▶ [Цитируемый отрывок]:
Но В. Зейлерт догадывается, куда могло деться это бесценное творение, стоимость которого с учетом того, что создал его зрелый Шагал в технике "холст, масло", по современным нам ценам явно превышает 1 млн. долларов: "Я знаю, где этот холст мог затеряться, исчезнуть. Дело в том, что Шагал свои холсты часто хранил в шкафах, встроенных в мастерские. Там, как по лестнице подняться на второй этаж, слева была глухая стена. Это были встроенные шкафы, а дальше шел вестибюль полукруглый и три двери в мастерские Ермолаевой, Малевича и Лисицкого. Так вот, в этих шкафах хранились работы, во-первых, учащихся лучшие работы и преподавателей. И было там много холстов Шагала. Мы, первокурсники, холста не имели, лазили туда и воровали холсты. Много было, видимо, потаскано холстов. Вполне вероятно, что этот холст там и пропал".

▶ [Цель задания]: Где, по словам В. Зейлерта в отрывке, Шагал часто хранил свои холсты? Ответьте, пожалуйста, одним предложением. Для ответа используйте только отрывок.

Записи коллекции
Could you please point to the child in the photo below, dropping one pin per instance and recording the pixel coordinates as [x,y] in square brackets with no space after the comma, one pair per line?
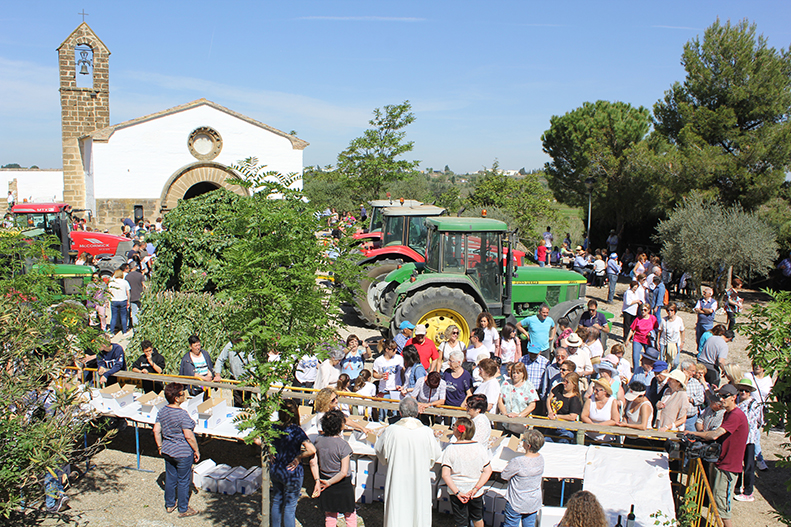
[352,364]
[524,474]
[363,386]
[334,487]
[465,470]
[564,330]
[343,386]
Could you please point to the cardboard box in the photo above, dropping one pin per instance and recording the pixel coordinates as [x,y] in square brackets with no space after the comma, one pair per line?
[227,485]
[378,495]
[151,403]
[250,483]
[212,478]
[364,478]
[191,406]
[212,413]
[550,516]
[200,470]
[115,396]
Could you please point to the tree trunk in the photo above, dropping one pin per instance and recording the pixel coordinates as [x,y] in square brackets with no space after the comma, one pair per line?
[265,483]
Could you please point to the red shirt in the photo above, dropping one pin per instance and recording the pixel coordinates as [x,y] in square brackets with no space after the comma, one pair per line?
[734,441]
[427,351]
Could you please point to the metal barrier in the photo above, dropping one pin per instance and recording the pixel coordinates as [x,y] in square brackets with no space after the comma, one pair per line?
[698,489]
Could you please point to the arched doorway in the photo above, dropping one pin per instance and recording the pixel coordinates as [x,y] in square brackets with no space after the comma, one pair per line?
[196,179]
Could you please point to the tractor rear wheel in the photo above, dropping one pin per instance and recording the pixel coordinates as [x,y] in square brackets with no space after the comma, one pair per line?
[366,299]
[437,308]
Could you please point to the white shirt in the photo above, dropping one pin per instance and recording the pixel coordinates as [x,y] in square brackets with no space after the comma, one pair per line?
[393,367]
[473,352]
[671,330]
[490,337]
[628,297]
[507,350]
[491,389]
[119,290]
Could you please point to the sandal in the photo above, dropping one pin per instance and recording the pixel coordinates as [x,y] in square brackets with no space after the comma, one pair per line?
[189,512]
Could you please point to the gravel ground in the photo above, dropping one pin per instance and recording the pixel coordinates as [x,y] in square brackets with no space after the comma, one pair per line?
[112,494]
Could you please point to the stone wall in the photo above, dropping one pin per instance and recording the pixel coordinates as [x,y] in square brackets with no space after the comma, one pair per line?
[110,212]
[83,110]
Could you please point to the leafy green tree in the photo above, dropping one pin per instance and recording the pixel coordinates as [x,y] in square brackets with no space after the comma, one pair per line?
[769,331]
[371,161]
[42,334]
[729,119]
[706,238]
[595,142]
[270,274]
[525,200]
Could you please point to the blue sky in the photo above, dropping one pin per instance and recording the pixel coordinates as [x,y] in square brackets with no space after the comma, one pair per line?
[484,78]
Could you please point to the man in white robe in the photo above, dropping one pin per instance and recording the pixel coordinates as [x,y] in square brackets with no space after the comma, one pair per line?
[410,450]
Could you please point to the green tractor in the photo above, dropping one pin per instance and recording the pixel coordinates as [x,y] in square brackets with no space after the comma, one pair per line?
[465,273]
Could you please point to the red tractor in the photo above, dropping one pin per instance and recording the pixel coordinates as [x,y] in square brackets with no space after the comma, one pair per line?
[371,237]
[108,251]
[403,239]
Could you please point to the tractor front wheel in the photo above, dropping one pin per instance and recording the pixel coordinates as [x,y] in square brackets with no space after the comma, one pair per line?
[437,308]
[366,299]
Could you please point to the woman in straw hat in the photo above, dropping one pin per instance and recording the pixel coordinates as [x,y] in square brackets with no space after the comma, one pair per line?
[602,409]
[672,408]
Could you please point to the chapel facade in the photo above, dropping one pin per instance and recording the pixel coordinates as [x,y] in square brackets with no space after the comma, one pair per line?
[144,166]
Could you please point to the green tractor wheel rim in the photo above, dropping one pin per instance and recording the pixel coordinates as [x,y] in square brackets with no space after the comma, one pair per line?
[437,320]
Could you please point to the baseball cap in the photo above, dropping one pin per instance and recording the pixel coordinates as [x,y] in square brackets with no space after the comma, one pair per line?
[660,366]
[727,390]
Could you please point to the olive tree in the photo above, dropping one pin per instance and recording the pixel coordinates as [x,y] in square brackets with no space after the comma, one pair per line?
[41,411]
[707,238]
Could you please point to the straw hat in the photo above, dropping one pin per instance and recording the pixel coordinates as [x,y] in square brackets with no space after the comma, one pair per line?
[605,385]
[679,376]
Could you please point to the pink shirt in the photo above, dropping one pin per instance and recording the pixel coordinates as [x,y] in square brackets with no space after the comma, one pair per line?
[642,327]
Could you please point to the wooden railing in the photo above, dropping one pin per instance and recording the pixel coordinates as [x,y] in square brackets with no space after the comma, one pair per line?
[699,489]
[291,392]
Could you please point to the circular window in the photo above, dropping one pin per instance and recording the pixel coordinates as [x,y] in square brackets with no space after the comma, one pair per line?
[205,143]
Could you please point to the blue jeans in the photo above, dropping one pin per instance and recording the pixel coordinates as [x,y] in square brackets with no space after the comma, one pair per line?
[178,478]
[514,519]
[53,488]
[637,350]
[613,281]
[119,310]
[284,496]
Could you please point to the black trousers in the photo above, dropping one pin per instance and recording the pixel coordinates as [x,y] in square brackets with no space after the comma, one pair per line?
[747,477]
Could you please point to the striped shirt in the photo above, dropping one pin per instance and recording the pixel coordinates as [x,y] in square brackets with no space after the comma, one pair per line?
[173,422]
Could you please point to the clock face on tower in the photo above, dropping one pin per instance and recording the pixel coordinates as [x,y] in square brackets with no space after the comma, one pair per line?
[204,143]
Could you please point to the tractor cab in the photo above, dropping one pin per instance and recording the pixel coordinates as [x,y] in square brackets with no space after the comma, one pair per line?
[461,246]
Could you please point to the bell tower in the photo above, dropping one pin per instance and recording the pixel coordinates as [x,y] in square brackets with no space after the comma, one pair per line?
[83,63]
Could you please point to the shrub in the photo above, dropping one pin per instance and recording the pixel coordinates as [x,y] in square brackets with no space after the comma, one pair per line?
[168,318]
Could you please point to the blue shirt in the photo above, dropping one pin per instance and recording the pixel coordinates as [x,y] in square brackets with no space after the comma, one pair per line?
[173,422]
[539,333]
[352,365]
[287,447]
[400,341]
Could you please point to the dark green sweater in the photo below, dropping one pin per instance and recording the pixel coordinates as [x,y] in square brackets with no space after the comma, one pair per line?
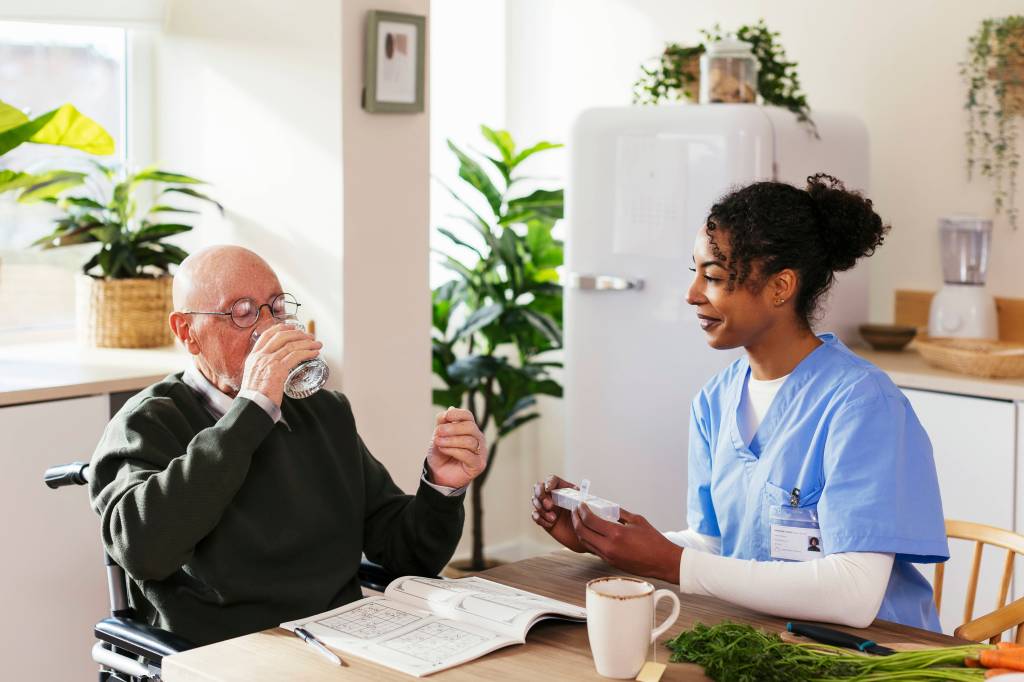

▶ [Полное решение]: Шагал часто хранил свои холсты в шкафах, встроенных в мастерские.